Wednesday, June 8, 2016

Eye Opener: Medications as a Source of Paraben Exposure

If you think that you only have to avoid parabens in your makeup and beauty products, think again. The National Institute of Health studied individuals from a fertility clinic to see how taking medication containing parabens impacted the concentration of parabens in their bodies.  It's no surprise that actually ingesting something containing parabens will raise the levels of parabens in your body. You can read more about the study below.

This study made me curious and I spent a few minutes searching for over-the-counter medications we actually put in our bodies. You always check the back of that bottle of lotion for ingredients, but do you check your suppositories? 

Preparation H Hemorrhoidal Cream contains Methylparaben and Propylparaben



Preparation H should be called "Preparation Paraben". Those little suppositories contain both methylparaben and propylparaben.
Children's Tylenol Contains Butylparaben




Children's Tylenol Liquid Contains Butylparaben.








  • Parabens are used in some medications and may adversely affect reproduction
  • We compare urinary paraben concentrations in relation to medication use
  • We control for use of personal care products, an important exposure source
  • Paraben-containing medications were associated with increased urinary concentrations
  • Paraben-containing medications can be a source of very high paraben exposure

OBJECTIVES

Determine whether paraben-containing medication contributes to high urinary paraben concentrations.

---------------

* _Problems to work on_
1. In the post about parabens in medications, which paraben is named in Children's Tylenol Liquid?
2. Carry on the post about parabens in medications, starting after its final sentence.

---------------

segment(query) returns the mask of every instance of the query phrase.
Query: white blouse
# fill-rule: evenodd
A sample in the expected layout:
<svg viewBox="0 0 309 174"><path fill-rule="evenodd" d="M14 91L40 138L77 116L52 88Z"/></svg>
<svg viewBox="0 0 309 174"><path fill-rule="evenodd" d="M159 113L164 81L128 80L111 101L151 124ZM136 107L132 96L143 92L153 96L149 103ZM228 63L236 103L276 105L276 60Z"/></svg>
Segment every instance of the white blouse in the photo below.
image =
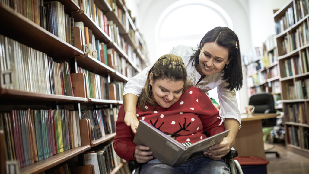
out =
<svg viewBox="0 0 309 174"><path fill-rule="evenodd" d="M191 56L194 52L193 50L196 50L197 49L197 47L187 46L177 46L174 47L169 54L178 56L182 59L187 68L187 80L192 85L201 88L203 92L206 94L208 91L218 87L217 91L221 108L219 111L219 115L222 118L220 125L226 118L233 118L239 122L240 128L241 127L240 126L241 116L238 108L236 92L234 89L231 91L225 87L227 84L221 79L221 73L216 73L206 76L197 83L201 76L197 71L195 67L192 66L192 61L190 61ZM145 85L148 72L155 63L153 63L144 69L141 72L130 79L125 87L124 95L127 94L132 94L139 96L142 89Z"/></svg>

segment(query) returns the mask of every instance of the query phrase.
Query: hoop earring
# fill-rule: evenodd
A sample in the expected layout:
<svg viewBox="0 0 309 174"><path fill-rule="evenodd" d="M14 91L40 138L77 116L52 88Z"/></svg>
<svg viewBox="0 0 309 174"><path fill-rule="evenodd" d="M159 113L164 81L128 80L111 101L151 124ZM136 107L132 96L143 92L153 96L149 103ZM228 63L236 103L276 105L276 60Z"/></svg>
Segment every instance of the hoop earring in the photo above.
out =
<svg viewBox="0 0 309 174"><path fill-rule="evenodd" d="M150 88L151 88L151 90L150 90ZM151 85L149 85L149 92L150 93L152 92L152 86Z"/></svg>

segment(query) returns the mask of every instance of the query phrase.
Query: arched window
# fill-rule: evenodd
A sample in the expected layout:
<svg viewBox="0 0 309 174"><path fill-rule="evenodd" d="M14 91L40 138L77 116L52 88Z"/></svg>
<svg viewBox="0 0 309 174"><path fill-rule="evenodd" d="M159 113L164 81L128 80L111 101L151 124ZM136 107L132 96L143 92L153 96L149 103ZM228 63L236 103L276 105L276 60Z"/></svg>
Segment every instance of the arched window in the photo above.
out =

---------------

* _Responses per task_
1. Butylparaben

2.
METHODS

Individuals at a fertility clinic provided multiple urine samples during evaluation/treatment and reported 24-hour use of medications and personal care products (PCP). Repeated measures models compared specific gravity-adjusted urinary methyl, propyl, and butyl paraben concentrations between samples “exposed” and “unexposed” to paraben-containing medication.

RESULTS

Eleven participants contributed 12 exposed and 45 unexposed samples, among which paraben concentrations did not differ. Use within seven hours was associated with 8.7-fold and 7.5-fold increases in mean methyl (P=0.11) and propyl (P=0.10) paraben concentrations, respectively, after adjusting for PCP use. However, these associations decreased to 1.3-fold (P=0.76) and 2.6-fold (P=0.34), respectively, after removal of one influential individual.

CONCLUSION

Paraben-containing medications contributed to higher urinary paraben concentrations within hours of use.